BookmarkSubscribeRSS Feed
🔒 This topic is solved and locked. Need further help from the community? Please sign in and ask a new question.
Mystik
Obsidian | Level 7

Hello,

Pls can someone help me to delete subjects that have duplicates; not the duplicates but any subject that has duplicates recordings (variable is hx_60), that subject must be deleted.

 

The prog below does not work for me but only deletes duplicates but not the subject having duplicates;

 

proc sort data=krag.px_60 out=krag.px_60a noduprecs;
by subject_ID hx_60;
run;

1 ACCEPTED SOLUTION

Accepted Solutions
Reeza
Super User

Then this is pretty trivial, use BY group processing.

 

proc sort data=have;
by ID;
run;

data want;
set have;
by ID:

if first.id and last.id then output;

run;

The record can only be the first and last if its a single record.

 

View solution in original post

10 REPLIES 10
ballardw
Super User

@Mystik wrote:

Hello,

Pls can someone help me to delete subjects that have duplicates; not the duplicates but any subject that has duplicates recordings (variable is hx_60), that subject must be deleted.

 

The prog below does not work for me but only deletes duplicates but not the subject having duplicates;

 

proc sort data=krag.px_60 out=krag.px_60a noduprecs;
by subject_ID hx_60;
run;


There are a couple of ways your requirement may be interpreted. It may help to provide a small example of the data, you would only need the subject_id and hx_60 values, include some records that should be removed and some that shouldn't. Then show what the desired output for that example should look like.

Tom
Super User Tom
Super User

So if subject 1 has 5 observations and two or more of them have the same value of HX_60 you want to remove all 5 observations?

And if subject 2 has 5 observations with 5 different values of HX_60 you want to keep all of them?

--- Material shown ---
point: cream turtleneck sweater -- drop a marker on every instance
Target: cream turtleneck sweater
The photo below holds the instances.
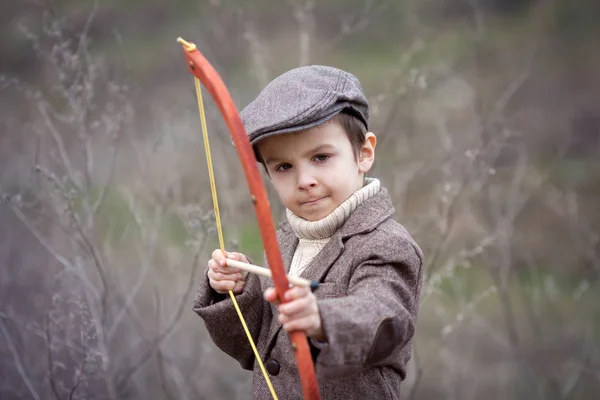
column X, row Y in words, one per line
column 314, row 235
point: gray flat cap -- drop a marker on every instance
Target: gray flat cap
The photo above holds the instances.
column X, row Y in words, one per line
column 303, row 98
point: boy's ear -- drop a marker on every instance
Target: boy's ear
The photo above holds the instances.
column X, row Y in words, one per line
column 366, row 157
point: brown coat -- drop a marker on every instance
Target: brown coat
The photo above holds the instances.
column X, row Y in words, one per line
column 370, row 273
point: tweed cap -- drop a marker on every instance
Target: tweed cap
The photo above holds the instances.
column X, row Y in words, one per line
column 303, row 98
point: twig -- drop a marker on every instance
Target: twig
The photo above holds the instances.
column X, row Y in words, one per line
column 124, row 377
column 49, row 359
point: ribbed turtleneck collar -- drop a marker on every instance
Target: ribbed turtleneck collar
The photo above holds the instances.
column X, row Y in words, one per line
column 326, row 227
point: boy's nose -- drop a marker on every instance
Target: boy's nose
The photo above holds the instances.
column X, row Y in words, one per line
column 306, row 181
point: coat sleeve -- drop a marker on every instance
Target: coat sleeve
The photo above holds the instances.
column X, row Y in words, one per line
column 222, row 322
column 371, row 325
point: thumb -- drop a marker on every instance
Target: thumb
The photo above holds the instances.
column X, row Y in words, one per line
column 270, row 295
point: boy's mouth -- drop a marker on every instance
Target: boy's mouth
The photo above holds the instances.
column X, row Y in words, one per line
column 314, row 201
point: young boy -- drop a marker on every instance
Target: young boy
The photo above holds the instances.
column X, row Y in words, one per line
column 309, row 128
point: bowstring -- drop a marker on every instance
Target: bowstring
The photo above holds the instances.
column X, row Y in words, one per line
column 213, row 190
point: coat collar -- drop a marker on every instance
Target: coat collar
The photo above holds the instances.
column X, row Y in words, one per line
column 365, row 218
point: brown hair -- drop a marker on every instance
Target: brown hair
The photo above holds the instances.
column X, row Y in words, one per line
column 353, row 126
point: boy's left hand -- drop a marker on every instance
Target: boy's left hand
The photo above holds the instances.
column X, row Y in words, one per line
column 300, row 313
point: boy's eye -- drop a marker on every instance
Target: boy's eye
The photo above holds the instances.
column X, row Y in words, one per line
column 321, row 157
column 283, row 167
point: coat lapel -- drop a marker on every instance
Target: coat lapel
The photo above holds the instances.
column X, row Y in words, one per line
column 365, row 218
column 288, row 241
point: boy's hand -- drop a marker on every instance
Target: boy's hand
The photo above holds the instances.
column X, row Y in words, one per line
column 300, row 313
column 223, row 278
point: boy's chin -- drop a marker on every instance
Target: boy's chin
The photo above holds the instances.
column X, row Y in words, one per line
column 313, row 216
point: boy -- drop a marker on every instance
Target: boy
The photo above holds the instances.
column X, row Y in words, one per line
column 309, row 129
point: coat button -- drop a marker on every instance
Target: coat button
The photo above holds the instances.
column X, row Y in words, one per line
column 272, row 367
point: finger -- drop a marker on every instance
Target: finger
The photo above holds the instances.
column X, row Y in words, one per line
column 298, row 307
column 296, row 292
column 270, row 295
column 220, row 276
column 218, row 256
column 222, row 286
column 239, row 257
column 213, row 266
column 305, row 324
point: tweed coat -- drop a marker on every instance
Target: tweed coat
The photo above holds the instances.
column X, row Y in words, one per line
column 370, row 275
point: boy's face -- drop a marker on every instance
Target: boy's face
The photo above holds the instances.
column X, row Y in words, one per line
column 315, row 170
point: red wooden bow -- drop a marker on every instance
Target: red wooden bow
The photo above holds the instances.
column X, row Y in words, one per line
column 204, row 71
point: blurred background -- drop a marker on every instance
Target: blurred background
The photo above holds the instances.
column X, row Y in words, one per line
column 488, row 119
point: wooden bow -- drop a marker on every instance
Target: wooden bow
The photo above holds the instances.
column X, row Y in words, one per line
column 204, row 71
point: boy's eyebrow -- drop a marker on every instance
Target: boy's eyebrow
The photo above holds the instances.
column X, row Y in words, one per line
column 322, row 147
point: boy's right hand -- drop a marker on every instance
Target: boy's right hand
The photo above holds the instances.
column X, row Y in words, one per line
column 222, row 278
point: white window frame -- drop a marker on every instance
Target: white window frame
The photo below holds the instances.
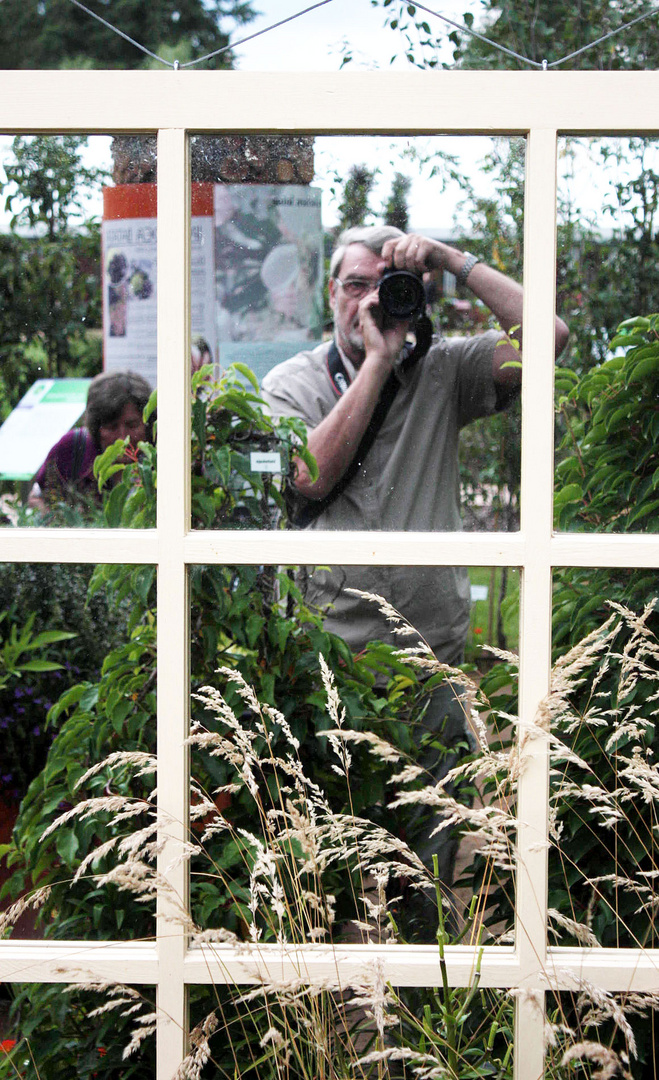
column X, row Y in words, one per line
column 538, row 105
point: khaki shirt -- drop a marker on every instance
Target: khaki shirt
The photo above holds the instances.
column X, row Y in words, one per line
column 408, row 482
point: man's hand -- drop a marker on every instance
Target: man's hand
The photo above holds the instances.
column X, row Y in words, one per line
column 414, row 253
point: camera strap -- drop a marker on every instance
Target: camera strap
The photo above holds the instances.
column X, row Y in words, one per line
column 340, row 380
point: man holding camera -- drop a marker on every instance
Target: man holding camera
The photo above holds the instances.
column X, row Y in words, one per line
column 384, row 428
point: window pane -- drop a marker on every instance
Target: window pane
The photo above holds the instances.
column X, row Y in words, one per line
column 78, row 687
column 590, row 1029
column 341, row 791
column 78, row 343
column 608, row 288
column 267, row 215
column 53, row 1030
column 603, row 860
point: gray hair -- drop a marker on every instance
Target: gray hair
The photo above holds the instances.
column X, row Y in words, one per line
column 107, row 396
column 373, row 237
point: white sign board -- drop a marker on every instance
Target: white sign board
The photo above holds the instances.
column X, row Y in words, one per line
column 43, row 415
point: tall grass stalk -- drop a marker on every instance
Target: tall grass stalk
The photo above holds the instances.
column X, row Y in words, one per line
column 309, row 871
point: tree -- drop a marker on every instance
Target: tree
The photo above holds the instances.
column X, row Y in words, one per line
column 354, row 207
column 55, row 34
column 50, row 279
column 535, row 29
column 395, row 208
column 549, row 30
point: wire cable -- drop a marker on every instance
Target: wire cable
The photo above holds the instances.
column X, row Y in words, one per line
column 121, row 34
column 267, row 29
column 474, row 34
column 321, row 3
column 609, row 35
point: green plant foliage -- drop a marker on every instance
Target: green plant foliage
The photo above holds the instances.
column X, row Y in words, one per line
column 50, row 280
column 252, row 619
column 52, row 599
column 54, row 34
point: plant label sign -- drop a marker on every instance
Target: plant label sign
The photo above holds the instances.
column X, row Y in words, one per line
column 265, row 462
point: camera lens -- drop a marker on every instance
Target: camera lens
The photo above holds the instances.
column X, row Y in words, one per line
column 401, row 294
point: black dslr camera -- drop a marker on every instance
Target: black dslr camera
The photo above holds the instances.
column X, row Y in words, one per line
column 401, row 294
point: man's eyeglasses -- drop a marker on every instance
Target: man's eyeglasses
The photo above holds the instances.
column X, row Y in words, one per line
column 355, row 288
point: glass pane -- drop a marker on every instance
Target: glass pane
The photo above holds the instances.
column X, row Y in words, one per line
column 592, row 1031
column 269, row 287
column 308, row 1028
column 77, row 687
column 78, row 343
column 604, row 858
column 608, row 293
column 332, row 770
column 58, row 1030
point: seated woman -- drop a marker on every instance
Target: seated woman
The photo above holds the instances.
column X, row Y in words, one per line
column 115, row 406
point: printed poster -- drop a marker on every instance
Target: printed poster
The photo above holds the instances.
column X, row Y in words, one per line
column 130, row 278
column 268, row 272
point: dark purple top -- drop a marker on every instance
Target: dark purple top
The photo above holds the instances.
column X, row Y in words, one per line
column 69, row 463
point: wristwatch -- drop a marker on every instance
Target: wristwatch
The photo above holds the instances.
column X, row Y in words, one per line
column 466, row 269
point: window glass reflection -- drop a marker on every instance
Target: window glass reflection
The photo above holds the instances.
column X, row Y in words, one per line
column 378, row 760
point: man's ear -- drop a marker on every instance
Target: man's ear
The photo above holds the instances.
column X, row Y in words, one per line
column 332, row 292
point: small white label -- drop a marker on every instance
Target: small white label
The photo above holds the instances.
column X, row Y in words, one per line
column 265, row 462
column 479, row 592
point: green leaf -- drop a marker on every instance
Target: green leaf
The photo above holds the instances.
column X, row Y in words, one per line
column 643, row 512
column 39, row 665
column 247, row 373
column 66, row 844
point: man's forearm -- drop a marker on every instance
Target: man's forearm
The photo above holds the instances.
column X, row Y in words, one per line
column 503, row 296
column 335, row 441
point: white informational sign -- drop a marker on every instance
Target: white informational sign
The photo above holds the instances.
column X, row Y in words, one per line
column 130, row 278
column 269, row 272
column 479, row 593
column 43, row 415
column 265, row 461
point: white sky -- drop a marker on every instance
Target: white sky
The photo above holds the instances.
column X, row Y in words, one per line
column 314, row 41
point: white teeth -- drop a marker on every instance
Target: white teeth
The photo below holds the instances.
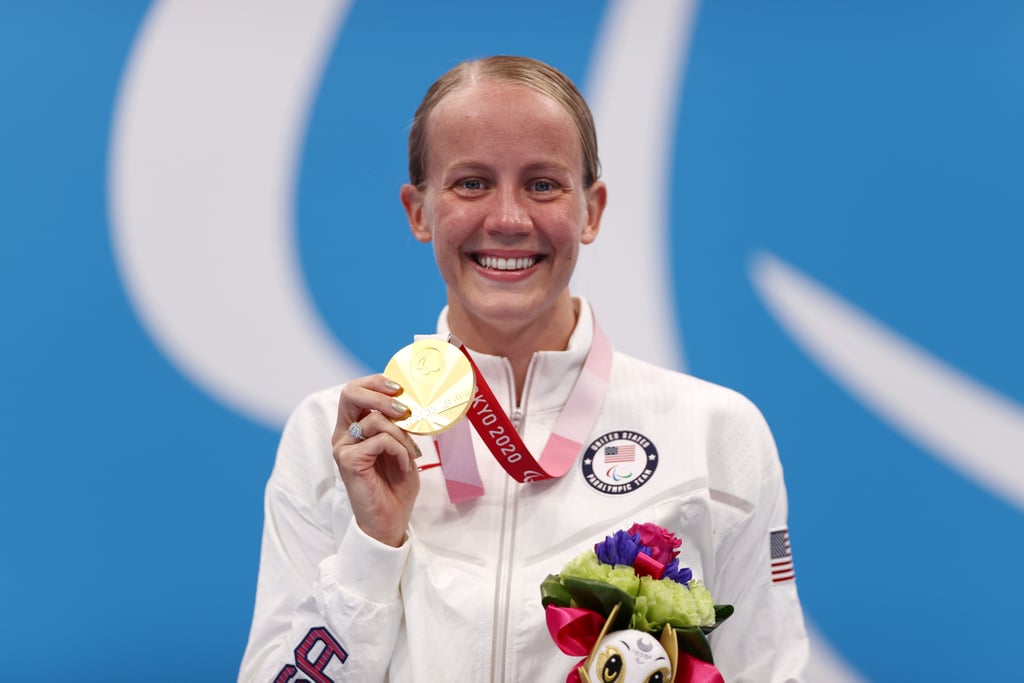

--- List of tasks ---
A. Translate this sentence from the forum thread into Spanish: "Then show what the desired output for that example should look like."
B. Decide whether each statement agrees with the forum thread, answering yes or no and quoting the words that settle it: (i) The original poster's program removes the subjects that have duplicates. (ii) ballardw says a small example would need only the subject_id and hx_60 values. (iii) Reeza calls the problem a hard one.
C. Output the stretch of the forum thread from "There are a" through "should look like.".

--- Answers to the problems ---
A. Luego muestra cómo debería verse la salida deseada para ese ejemplo.

B.
(i) No: "only deletes duplicates but not the subject having duplicates"
(ii) Yes: "you would only need the subject_id and hx_60 values"
(iii) No: "Then this is pretty trivial, use BY group processing."

C.
There are a couple of ways your requirement may be interpreted. It may help to provide a small example of the data, you would only need the subject_id and hx_60 values, include some records that should be removed and some that shouldn't. Then show what the desired output for that example should look like.